(Stored data entries)

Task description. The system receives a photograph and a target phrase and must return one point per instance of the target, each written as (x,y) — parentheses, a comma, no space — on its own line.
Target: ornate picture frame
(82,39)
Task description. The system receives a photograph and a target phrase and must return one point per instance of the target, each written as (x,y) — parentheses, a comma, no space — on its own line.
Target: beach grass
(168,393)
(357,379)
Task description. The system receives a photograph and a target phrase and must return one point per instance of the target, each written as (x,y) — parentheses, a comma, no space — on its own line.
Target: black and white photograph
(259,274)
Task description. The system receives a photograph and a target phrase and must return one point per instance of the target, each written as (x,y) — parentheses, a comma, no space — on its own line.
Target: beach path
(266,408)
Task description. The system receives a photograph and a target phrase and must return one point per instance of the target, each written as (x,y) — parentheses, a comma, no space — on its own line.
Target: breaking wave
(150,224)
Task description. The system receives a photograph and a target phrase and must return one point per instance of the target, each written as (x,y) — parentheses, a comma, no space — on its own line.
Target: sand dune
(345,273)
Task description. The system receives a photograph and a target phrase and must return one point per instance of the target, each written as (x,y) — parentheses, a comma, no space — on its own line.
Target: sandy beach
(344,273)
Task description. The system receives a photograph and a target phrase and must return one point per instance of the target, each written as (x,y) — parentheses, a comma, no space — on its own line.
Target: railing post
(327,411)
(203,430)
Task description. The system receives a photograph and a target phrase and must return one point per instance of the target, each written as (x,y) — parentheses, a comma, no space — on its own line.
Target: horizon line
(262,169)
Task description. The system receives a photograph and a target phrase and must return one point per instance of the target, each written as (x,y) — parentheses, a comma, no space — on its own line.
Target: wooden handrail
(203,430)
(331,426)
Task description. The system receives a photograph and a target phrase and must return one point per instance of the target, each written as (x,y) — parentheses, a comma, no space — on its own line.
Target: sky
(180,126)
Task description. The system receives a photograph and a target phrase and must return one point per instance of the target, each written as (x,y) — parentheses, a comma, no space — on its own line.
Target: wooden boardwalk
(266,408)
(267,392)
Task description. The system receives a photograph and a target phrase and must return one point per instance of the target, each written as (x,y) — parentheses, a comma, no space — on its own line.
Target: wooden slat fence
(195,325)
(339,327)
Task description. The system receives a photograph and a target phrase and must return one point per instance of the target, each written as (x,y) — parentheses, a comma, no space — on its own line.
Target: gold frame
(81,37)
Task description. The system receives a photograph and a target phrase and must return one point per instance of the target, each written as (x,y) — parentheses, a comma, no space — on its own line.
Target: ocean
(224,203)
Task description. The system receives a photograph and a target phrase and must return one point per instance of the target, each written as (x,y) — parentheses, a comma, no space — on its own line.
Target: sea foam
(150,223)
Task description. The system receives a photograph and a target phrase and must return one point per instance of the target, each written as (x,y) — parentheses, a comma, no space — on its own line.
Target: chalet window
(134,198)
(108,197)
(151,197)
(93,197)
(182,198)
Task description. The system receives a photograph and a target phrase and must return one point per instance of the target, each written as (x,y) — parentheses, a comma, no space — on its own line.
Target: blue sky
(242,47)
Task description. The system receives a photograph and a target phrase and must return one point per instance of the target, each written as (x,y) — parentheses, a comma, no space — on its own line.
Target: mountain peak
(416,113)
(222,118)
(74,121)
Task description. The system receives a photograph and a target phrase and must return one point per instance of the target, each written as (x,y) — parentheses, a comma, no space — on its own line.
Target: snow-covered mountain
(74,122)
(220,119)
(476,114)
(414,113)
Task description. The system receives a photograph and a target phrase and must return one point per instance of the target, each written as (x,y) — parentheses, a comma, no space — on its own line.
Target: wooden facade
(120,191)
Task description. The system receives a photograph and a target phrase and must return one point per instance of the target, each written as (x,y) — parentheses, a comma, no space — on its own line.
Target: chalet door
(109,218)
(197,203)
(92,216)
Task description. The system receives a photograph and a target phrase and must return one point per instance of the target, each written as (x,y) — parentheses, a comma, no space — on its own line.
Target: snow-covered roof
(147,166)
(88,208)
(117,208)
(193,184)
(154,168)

Required task: Above are the records; retype every one exactly.

Task response:
Task description. The system receives a photograph and a target phrase and must return one point per instance of the target, each written as (x,y) — parentheses, a comma, no space — on its own line.
Target: ornate picture frame
(82,39)
Task description. The system receives a photograph and a target phrase and must return one point per instance of the target, each written as (x,y) — parentheses, a comma, no space — on its own line.
Target: beach grass
(168,393)
(357,379)
Task description. The system receives a photograph and a target phrase and must return one point per instance of the target, each written as (x,y) — parentheses, a comma, no space — on its own line.
Target: black and white photograph
(259,274)
Task description. The system receives a photograph and a target phrase and must return one point per instance of the target, each written as (x,y) — parentheses, a comma, no space — on its own line.
Target: beach path
(266,408)
Task description. The system receives a photograph and a target phrase and must return one point per instance of the target, each written as (x,y) — parentheses, a comma, no space — on its own line.
Target: breaking wave
(150,224)
Task description. The system receives a photograph and a target phrase and must return one point per instance of the target, each written as (x,y) — parentheses, a comma, no space — on its own line.
Target: sand dune
(345,273)
Task description. The system receives a photograph and a target phrase and must return one point per instance of the target, each written as (x,y) — parentheses, a comma, no space — on its own line.
Target: sandy beach
(344,273)
Task description. The system receives a photograph and a target phrase and must return one point per instance of the target, each written as (x,y) — parentheses, a comma, no space — on its own line.
Target: railing post
(327,411)
(203,430)
Task description. The system receives a photograph and a target phrase and must return one point per instance of the target, each written as (x,y) — parentheses, a comma, no space — on its own line.
Target: horizon line
(262,169)
Task description. The system receives a photograph and a target phrase and must return one point per instance of the target, each written as (x,y) — parentheses, a comma, no space — on its own line.
Target: wooden handrail
(203,430)
(331,426)
Task description. The system receives a photograph and a target phrase and must return one point per instance of the target, each written as (x,y) — parentheses, a comma, no space — on its own line.
Target: sky
(180,126)
Task description. The system receives a photograph and a target phrase and must return one point per instance of the target, each written as (x,y) — parentheses, a comma, no space — on its own line.
Target: wooden boardwalk
(266,408)
(267,392)
Task description. The system receives a photograph and a target phrase and must return one point per instance of the target, each written as (x,y) — parentheses, a comma, no space — on its own line.
Target: wooden slat fence
(195,325)
(339,327)
Task description. The system receives a photograph and a target phrase and must return one point per instance of the target, each written as (x,y) — parentheses, a comma, no space — on its own line.
Target: gold frame
(81,37)
Task description. The system receives a photograph and a target phrase and must return one point per instance of the target, each written as (x,y) — parentheses, a comma, no space — on its own line.
Target: ocean
(224,203)
Task description. The system receives a photograph and a target phrase and must return one point per instance of the target, each written as (x,y) — parentheses, a comma, no space — on its own line.
Target: sea foam
(150,223)
Task description. The system receives a photograph and a target phrase and must return one point per instance of the target, each written as (x,y) — parentheses, a comma, no space — on its own line.
Target: chalet window
(134,198)
(108,197)
(151,197)
(93,197)
(182,198)
Task description. The system receives a photograph and a target phrase and must return one point per instance of the target, each written as (x,y) — parentheses, a comma, no space — on its own line.
Target: blue sky
(242,47)
Task description. The system receives a photograph and a target phrase and must return one point per instance of the target, each written as (x,y) — parentheses, a comma, no space — on its own line.
Target: mountain peak
(416,113)
(222,118)
(74,121)
Task description. The system receives a photograph and a target phrase and must return one point per instance of the target, each written as (x,y) — parentheses, a comma, no space — on its own line.
Target: snow-covered mountain
(74,122)
(220,119)
(476,114)
(414,113)
Task description. The system receives a photograph and a target phrase and must return one point per instance of the target, each written as (x,y) — parentheses, a comma, no space — on its own line.
Target: wooden facade
(120,191)
Task description. The system receives a photograph and a target phrase and must return one point per instance of the target, each written as (x,y) — parentheses, a comma, no space — on its own line.
Target: chalet door
(109,218)
(197,203)
(92,216)
Task description. The system receives a photograph and a target phrase and must return one point per instance of the target, each written as (x,y) — parentheses, a comma, no space — on its own line.
Target: snow-covered roof
(147,166)
(88,208)
(117,208)
(193,184)
(154,168)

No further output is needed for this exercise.